● **WHAT THE TASK ASKS**
Ignoring the pictures, repeat every entry below exactly as it appears.

--- START ---

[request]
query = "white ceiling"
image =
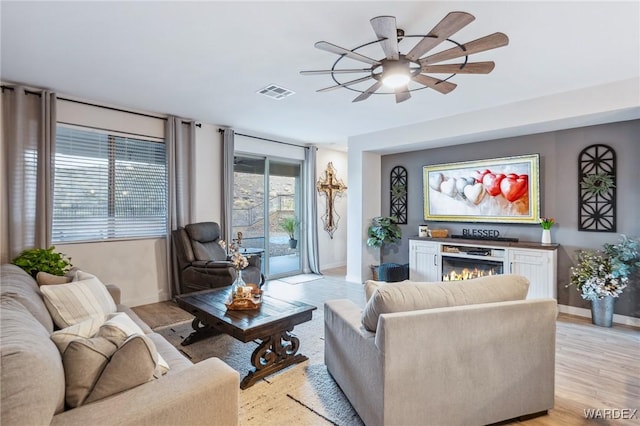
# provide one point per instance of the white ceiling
(206, 60)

--- END ---

● **TASK RESPONSE**
[request]
query = "white ceiling"
image =
# provide one point per instance of the white ceiling
(206, 60)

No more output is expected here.